### REQUEST:
Gather every line of the listing below that contains the word "floor". Case counts, so match capitals and lowercase letters.

— start of DATA —

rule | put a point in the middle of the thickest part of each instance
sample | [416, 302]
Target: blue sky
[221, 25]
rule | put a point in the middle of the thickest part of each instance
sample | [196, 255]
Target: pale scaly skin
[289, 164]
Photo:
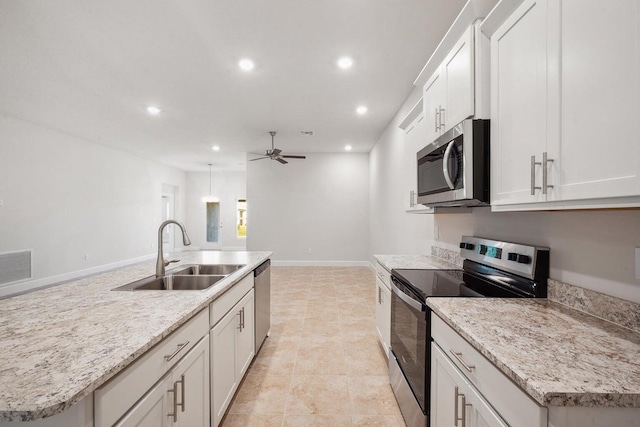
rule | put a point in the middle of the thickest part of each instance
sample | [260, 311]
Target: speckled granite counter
[558, 355]
[413, 261]
[59, 344]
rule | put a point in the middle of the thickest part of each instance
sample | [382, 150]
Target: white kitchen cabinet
[454, 401]
[448, 95]
[180, 399]
[383, 307]
[232, 349]
[565, 97]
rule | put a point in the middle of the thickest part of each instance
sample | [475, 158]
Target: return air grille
[15, 266]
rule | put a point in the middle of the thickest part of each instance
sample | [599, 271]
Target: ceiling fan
[275, 153]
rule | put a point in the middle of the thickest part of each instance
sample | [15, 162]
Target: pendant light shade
[210, 198]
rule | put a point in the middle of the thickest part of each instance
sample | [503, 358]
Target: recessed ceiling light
[345, 62]
[246, 64]
[153, 110]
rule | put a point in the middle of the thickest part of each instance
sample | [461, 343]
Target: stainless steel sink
[197, 269]
[173, 282]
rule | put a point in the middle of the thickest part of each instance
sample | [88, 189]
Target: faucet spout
[185, 240]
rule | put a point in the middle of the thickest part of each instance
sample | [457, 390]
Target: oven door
[409, 340]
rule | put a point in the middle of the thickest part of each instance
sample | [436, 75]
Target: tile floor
[322, 365]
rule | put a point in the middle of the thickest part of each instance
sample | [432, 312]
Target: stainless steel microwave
[454, 169]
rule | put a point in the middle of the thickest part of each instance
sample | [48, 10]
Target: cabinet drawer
[222, 305]
[383, 275]
[115, 397]
[509, 400]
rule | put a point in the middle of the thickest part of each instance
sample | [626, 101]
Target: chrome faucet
[161, 263]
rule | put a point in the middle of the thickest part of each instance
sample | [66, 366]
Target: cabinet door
[519, 104]
[458, 68]
[192, 377]
[153, 410]
[386, 319]
[245, 341]
[448, 391]
[223, 363]
[599, 153]
[480, 413]
[433, 101]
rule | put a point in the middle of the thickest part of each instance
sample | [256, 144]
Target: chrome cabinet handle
[445, 165]
[455, 408]
[533, 175]
[180, 347]
[175, 402]
[458, 357]
[545, 160]
[182, 387]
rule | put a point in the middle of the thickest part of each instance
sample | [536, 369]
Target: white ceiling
[89, 68]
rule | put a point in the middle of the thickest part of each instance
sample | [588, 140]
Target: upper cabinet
[565, 97]
[449, 94]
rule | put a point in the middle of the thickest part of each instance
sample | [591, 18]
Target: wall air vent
[15, 266]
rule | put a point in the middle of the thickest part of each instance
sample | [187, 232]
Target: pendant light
[210, 198]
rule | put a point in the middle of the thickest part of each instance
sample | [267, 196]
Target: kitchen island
[59, 344]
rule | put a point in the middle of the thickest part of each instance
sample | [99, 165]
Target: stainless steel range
[491, 269]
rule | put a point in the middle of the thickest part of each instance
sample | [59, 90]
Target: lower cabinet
[181, 398]
[454, 401]
[232, 350]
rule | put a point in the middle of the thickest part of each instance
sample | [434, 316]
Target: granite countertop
[57, 345]
[560, 356]
[422, 262]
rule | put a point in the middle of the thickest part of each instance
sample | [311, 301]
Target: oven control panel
[513, 257]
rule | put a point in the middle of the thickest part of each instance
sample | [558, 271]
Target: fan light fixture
[210, 198]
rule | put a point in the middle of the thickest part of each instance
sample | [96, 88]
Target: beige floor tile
[320, 361]
[317, 421]
[318, 394]
[262, 394]
[247, 420]
[377, 421]
[372, 395]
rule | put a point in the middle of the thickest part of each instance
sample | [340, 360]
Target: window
[241, 218]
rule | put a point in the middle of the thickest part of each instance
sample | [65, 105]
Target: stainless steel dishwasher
[262, 293]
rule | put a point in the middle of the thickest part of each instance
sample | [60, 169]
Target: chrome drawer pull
[458, 357]
[180, 347]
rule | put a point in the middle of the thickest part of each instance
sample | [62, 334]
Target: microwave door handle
[445, 165]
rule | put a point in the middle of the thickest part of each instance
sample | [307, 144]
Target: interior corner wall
[78, 205]
[228, 186]
[310, 212]
[392, 229]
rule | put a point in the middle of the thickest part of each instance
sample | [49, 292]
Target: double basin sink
[191, 277]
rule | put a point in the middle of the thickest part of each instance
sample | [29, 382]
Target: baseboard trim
[309, 263]
[22, 287]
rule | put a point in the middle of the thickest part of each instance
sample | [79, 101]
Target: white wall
[228, 187]
[592, 249]
[65, 197]
[320, 203]
[393, 231]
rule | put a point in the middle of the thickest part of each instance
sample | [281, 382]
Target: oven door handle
[445, 165]
[406, 298]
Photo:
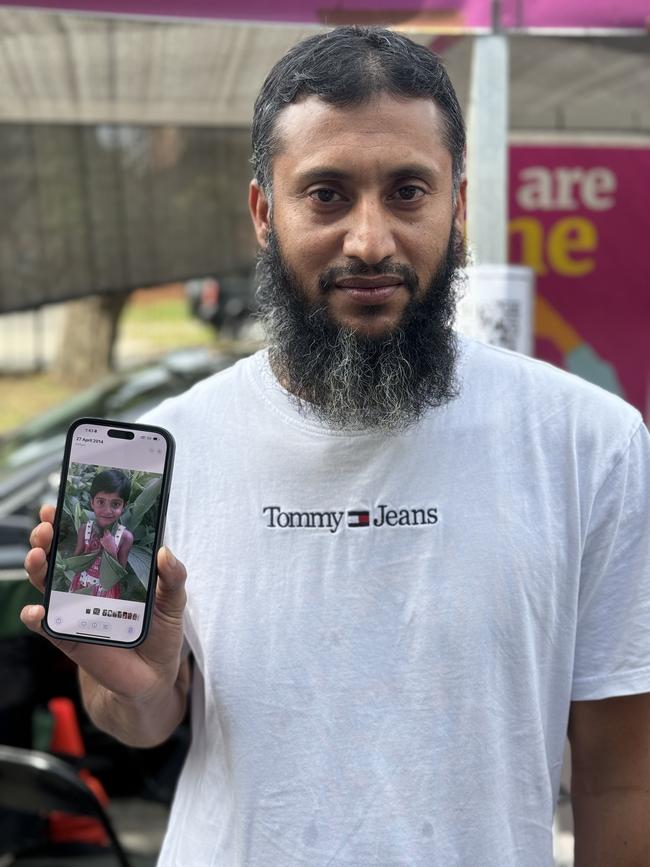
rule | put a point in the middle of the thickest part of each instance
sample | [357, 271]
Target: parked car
[30, 457]
[226, 302]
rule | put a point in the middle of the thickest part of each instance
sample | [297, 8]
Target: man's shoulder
[543, 394]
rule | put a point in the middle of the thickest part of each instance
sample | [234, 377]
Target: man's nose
[370, 234]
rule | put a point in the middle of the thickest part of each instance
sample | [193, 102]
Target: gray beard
[350, 381]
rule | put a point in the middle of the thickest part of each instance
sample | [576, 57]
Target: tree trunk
[88, 338]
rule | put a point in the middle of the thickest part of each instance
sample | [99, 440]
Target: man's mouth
[370, 290]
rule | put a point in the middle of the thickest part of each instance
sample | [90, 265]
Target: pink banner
[443, 14]
[437, 14]
[579, 217]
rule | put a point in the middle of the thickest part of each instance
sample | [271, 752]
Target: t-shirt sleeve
[612, 652]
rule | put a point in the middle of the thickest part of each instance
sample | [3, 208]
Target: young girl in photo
[109, 495]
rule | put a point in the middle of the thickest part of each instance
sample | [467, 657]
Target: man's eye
[324, 195]
[409, 193]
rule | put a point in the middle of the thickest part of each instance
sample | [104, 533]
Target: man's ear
[260, 212]
[460, 211]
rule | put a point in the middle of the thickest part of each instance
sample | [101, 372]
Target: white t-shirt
[389, 630]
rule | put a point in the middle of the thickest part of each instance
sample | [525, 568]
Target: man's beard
[352, 381]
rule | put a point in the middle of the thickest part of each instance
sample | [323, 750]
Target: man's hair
[347, 67]
[112, 481]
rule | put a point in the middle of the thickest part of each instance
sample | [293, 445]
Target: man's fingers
[31, 616]
[36, 567]
[47, 513]
[170, 595]
[41, 536]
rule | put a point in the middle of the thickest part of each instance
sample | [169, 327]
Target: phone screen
[109, 528]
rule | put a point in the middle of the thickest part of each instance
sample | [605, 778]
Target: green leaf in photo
[138, 509]
[79, 562]
[110, 571]
[140, 562]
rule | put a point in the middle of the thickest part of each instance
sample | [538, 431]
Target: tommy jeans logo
[382, 515]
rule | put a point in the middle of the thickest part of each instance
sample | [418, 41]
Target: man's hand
[139, 694]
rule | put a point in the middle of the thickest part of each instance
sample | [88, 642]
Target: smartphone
[101, 579]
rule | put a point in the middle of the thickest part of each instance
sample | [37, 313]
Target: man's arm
[610, 784]
[143, 721]
[138, 695]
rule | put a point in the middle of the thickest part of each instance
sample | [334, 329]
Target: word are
[566, 188]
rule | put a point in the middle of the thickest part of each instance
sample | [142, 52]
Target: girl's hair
[111, 481]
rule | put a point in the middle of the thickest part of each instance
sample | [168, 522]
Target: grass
[153, 323]
[161, 326]
[26, 395]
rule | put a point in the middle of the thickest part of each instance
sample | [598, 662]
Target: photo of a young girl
[109, 496]
[107, 532]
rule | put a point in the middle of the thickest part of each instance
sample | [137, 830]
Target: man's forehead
[379, 137]
[383, 112]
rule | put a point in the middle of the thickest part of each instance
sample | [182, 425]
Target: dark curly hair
[347, 66]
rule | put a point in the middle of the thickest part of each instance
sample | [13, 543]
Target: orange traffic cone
[67, 741]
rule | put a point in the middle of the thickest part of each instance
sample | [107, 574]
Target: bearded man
[414, 561]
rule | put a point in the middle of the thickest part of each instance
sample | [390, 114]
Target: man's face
[358, 262]
[362, 206]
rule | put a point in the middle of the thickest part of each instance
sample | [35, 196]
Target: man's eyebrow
[412, 170]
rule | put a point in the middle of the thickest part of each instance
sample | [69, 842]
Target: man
[413, 560]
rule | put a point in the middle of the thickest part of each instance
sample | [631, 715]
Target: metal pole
[487, 151]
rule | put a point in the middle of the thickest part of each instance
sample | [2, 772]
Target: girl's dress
[90, 577]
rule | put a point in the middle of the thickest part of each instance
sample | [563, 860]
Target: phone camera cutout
[121, 434]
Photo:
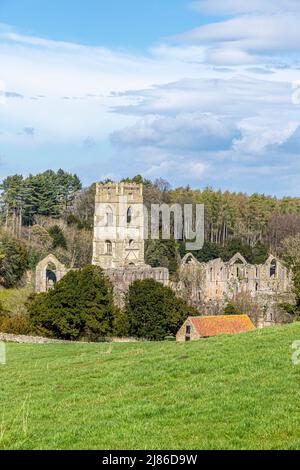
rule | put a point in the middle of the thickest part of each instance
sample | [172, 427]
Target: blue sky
[198, 92]
[131, 24]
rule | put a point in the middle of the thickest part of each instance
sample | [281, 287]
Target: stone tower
[119, 226]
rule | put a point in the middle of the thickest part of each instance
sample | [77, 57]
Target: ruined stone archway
[48, 272]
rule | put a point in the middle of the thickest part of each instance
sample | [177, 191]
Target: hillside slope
[227, 393]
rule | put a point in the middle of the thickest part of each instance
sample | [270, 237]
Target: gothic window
[108, 247]
[273, 268]
[109, 217]
[129, 215]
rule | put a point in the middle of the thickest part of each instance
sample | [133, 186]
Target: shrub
[79, 306]
[16, 325]
[153, 311]
[14, 260]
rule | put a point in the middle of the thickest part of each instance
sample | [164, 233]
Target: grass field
[239, 392]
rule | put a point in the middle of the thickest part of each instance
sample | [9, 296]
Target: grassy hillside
[228, 393]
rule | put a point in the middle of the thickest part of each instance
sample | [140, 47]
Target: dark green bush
[79, 306]
[153, 311]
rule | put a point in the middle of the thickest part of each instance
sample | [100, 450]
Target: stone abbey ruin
[118, 248]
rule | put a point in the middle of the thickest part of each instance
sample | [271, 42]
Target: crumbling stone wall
[209, 286]
[42, 283]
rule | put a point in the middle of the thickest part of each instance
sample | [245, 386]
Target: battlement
[113, 191]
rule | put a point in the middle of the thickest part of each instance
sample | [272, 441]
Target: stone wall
[28, 339]
[210, 286]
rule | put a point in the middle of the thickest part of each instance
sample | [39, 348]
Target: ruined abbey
[118, 248]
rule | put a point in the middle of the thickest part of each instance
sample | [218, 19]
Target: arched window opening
[109, 217]
[108, 247]
[51, 278]
[273, 268]
[129, 215]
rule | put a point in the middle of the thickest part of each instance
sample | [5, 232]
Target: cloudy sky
[201, 92]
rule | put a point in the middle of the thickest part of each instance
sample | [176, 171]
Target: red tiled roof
[223, 324]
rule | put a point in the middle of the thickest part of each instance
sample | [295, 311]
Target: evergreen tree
[153, 311]
[79, 306]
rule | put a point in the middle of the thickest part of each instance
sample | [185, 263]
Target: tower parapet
[119, 226]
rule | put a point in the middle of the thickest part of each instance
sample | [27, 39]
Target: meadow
[230, 392]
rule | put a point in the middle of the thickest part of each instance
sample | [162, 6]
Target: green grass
[231, 392]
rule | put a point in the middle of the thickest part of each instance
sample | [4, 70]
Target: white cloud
[192, 131]
[175, 111]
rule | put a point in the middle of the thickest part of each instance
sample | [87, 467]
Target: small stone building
[195, 328]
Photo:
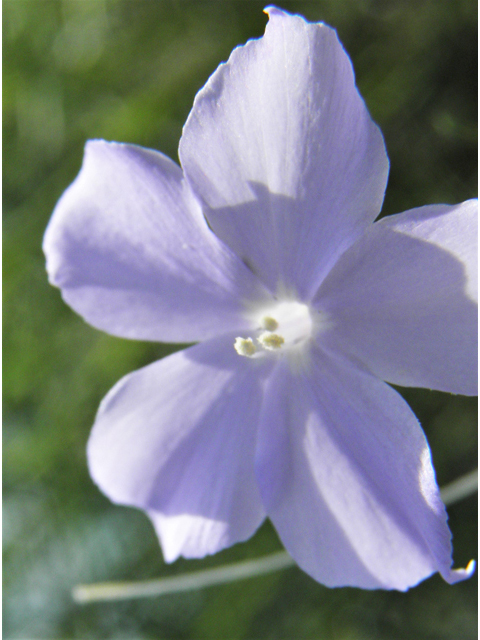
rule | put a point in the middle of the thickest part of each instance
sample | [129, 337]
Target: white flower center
[281, 327]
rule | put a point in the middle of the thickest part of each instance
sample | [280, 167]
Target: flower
[263, 249]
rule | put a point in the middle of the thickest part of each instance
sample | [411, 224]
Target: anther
[269, 324]
[245, 347]
[271, 341]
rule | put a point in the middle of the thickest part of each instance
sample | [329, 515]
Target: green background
[128, 71]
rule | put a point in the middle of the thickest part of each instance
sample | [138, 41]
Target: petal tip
[457, 575]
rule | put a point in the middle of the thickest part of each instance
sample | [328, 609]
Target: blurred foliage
[128, 71]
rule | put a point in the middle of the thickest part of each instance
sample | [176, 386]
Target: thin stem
[460, 488]
[185, 582]
[451, 493]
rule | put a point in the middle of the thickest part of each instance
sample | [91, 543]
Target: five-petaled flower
[263, 249]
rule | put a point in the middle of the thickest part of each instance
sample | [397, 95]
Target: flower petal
[280, 146]
[403, 298]
[177, 439]
[345, 474]
[130, 250]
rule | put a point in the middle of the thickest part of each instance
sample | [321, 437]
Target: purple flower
[262, 250]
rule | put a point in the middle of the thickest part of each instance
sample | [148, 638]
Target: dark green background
[129, 71]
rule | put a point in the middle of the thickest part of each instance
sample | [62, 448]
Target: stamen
[271, 341]
[269, 324]
[245, 347]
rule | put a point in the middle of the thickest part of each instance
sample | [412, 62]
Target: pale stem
[450, 493]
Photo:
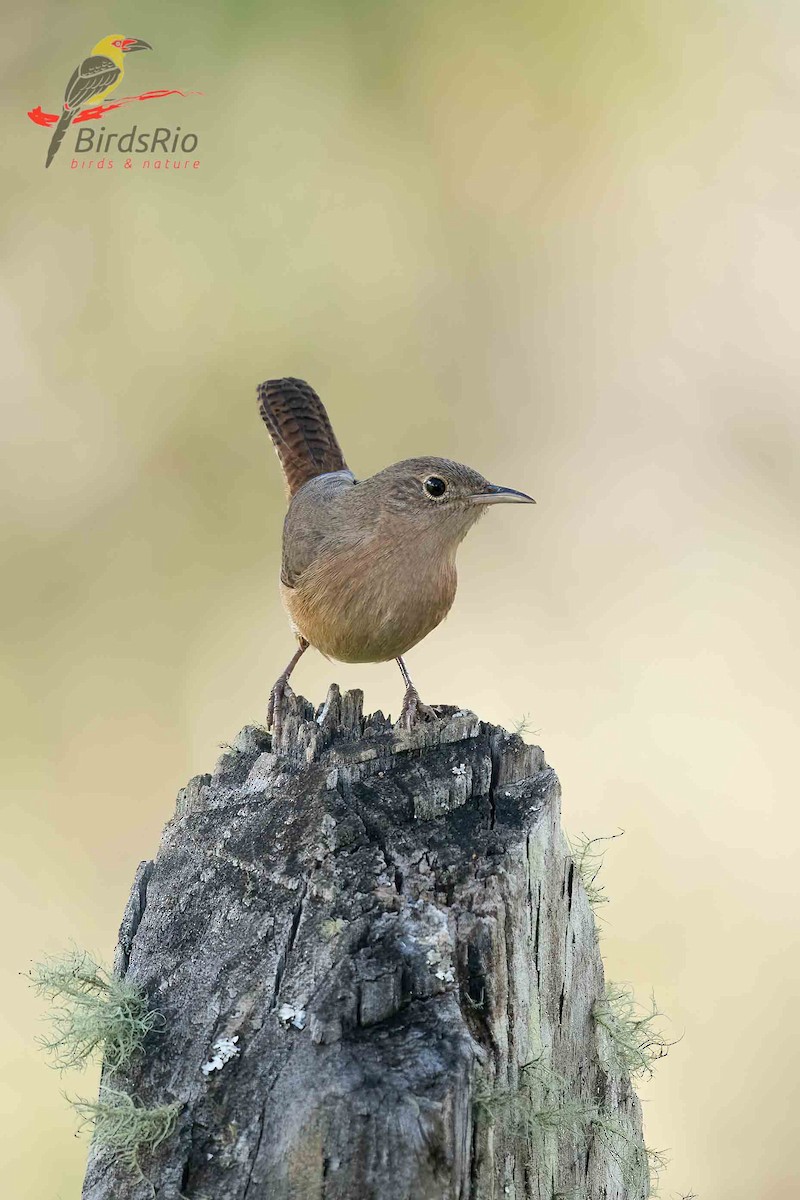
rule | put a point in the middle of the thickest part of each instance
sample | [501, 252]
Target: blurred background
[560, 243]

— end of DATA —

### SOLUTION TO THE PROBLEM:
Target: tile floor
Target: beige floor tile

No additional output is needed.